◆ Tâche a ◆
Pouvez-vous recopier mot pour mot toutes les lignes des enregistrements ci-dessous ?

◆ Passage ◆
# Ibook G3 700MHZ Upgrade Disque Dure, quelle limite pour le choix du disque



## ErwanMacgeneration (11 Juin 2007)

Bonjour a tous,
 je souhaite changer le disque dur de mon ibook G3 700 MHz 14" 640 de RAM , équipé actuellement d'un DD de 30 Giga:4200 Rpm avec l'OS 10.4 ....il est plein comme un Oeuf...
je lorgne chez Macway qui me dit que je peux mettre un DD 100giga 7200rpm le Top quoi.....
et puis le responsable Agrée du quartier me dit que nenni il ne faut pas mettre plus de 80 giga 7200rpm...et puis CLG qui me dit non il faut pas dépasser 60 7200 RPM enfin APPLE qui me dit il n'y a pas de test connu pour ce type d'upgrade on ne sait pas si cela marche, la machine n'est pas prévue pour ça ....J' ai commecé mon enquete hier soir je fini aujourd'hui sans savoir si oui ou non cet upgrade est une folie, si macway est un vilain casseur de ibook G3 ou si apple veut revendre son dernier mac....

je fais donc appel (et non apple Hihi) à votre expérience pour m'aiguiller vers le choix judicieux pour la survie de mon cher Ibook G3..... 

mon idée sur la question c'est que ça augmente la consommation d'électricité et donc la durée d'utilisation de la batterie diminue....je ne sais pas non plus si l'adaptateur est capable de fournir l'énergie nécessaire pour assurer le bon fonctionnement de tous les éléments présents ....et puis il y a peut-etre un risque de chaleur supplémentaire fourni par le DD .....c'est tout ce que je vois .....


----------

◆ Enregistrements ◆

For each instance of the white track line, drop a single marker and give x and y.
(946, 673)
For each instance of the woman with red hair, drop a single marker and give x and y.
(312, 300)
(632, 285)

◆ Tâche b ◆
Pouvez-vous redonner le passage sur le changement de disque dur de l'iBook G3, de « ## ErwanMacgeneration (11 » jusqu'à « son dernier mac.... », mis à jour en remplaçant « RAM » par « mémoire vive » ?

◆ Solution a ◆
For each instance of the white track line, drop a single marker and give x and y.
(946, 673)
For each instance of the woman with red hair, drop a single marker and give x and y.
(312, 300)
(632, 285)

◆ Solution b ◆
## ErwanMacgeneration (11 Juin 2007)

Bonjour a tous,
 je souhaite changer le disque dur de mon ibook G3 700 MHz 14" 640 de mémoire vive , équipé actuellement d'un DD de 30 Giga:4200 Rpm avec l'OS 10.4 ....il est plein comme un Oeuf...
je lorgne chez Macway qui me dit que je peux mettre un DD 100giga 7200rpm le Top quoi.....
et puis le responsable Agrée du quartier me dit que nenni il ne faut pas mettre plus de 80 giga 7200rpm...et puis CLG qui me dit non il faut pas dépasser 60 7200 RPM enfin APPLE qui me dit il n'y a pas de test connu pour ce type d'upgrade on ne sait pas si cela marche, la machine n'est pas prévue pour ça ....J' ai commecé mon enquete hier soir je fini aujourd'hui sans savoir si oui ou non cet upgrade est une folie, si macway est un vilain casseur de ibook G3 ou si apple veut revendre son dernier mac....